Entries shown section start

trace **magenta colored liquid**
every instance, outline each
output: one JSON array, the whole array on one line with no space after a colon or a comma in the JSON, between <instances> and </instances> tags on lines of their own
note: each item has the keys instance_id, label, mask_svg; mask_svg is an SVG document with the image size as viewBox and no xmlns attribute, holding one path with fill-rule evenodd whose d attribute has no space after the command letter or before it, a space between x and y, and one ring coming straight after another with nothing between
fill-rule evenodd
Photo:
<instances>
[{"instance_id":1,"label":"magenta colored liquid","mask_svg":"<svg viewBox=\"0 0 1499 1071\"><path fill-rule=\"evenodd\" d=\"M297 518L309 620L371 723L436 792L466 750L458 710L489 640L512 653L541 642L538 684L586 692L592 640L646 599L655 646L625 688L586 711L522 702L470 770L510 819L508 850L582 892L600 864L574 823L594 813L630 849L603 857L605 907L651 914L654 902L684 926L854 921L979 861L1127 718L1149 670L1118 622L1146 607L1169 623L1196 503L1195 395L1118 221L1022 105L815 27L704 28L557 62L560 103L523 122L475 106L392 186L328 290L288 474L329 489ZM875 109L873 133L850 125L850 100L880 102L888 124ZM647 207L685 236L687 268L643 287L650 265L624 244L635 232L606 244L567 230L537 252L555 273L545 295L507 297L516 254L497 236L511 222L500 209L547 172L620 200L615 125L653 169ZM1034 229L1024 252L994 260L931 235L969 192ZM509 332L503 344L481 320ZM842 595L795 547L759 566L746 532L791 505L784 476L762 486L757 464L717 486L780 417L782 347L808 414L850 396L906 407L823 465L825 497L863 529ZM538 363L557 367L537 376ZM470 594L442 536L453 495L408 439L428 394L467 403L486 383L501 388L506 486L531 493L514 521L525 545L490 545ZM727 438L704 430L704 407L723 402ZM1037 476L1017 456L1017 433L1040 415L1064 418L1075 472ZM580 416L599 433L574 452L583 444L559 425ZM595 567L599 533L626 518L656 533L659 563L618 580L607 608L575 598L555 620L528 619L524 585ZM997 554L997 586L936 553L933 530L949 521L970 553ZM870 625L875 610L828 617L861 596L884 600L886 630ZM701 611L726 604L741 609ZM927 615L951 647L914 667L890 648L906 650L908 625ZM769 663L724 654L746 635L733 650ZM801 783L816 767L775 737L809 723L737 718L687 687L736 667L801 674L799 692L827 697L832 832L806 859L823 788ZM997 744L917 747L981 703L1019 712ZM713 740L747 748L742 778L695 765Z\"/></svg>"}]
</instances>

Entries shown section end
Entries shown section start

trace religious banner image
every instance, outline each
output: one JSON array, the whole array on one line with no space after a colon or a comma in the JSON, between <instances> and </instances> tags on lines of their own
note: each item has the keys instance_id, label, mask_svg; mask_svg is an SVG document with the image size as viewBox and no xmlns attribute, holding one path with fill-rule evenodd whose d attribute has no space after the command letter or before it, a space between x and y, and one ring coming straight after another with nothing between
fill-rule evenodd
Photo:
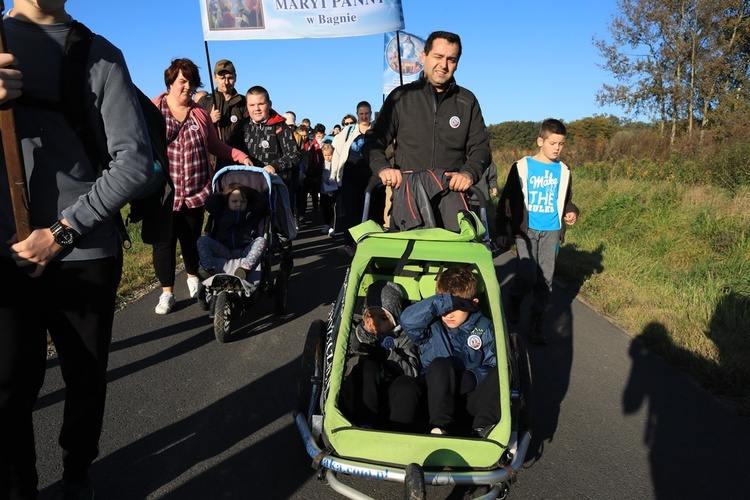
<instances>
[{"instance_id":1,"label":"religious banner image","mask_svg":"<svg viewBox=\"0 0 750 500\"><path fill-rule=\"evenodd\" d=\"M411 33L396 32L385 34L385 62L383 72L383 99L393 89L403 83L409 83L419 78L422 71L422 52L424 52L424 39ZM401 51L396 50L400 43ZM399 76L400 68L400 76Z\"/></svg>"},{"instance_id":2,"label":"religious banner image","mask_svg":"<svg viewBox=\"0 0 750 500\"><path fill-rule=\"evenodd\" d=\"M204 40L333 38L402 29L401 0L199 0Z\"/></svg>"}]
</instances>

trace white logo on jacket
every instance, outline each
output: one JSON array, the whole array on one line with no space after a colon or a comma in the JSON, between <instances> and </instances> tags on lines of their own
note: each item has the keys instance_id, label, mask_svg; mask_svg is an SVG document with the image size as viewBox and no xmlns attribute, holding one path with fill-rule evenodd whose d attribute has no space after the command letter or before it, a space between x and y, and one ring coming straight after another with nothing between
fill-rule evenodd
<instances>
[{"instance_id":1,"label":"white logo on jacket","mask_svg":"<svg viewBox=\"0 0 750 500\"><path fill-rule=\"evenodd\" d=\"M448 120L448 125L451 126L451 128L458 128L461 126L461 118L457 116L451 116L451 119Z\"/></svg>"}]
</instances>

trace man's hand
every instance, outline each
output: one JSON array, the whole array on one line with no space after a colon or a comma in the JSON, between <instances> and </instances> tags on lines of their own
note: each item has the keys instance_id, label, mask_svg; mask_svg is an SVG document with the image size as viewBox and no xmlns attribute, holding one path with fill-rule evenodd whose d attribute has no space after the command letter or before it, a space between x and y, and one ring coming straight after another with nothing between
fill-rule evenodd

Entries shown section end

## What is required
Scan the entries above, and wherever a line holds the string "trace", copy it.

## Solved exercise
trace **magenta colored liquid**
trace religious banner image
trace white logo on jacket
trace man's hand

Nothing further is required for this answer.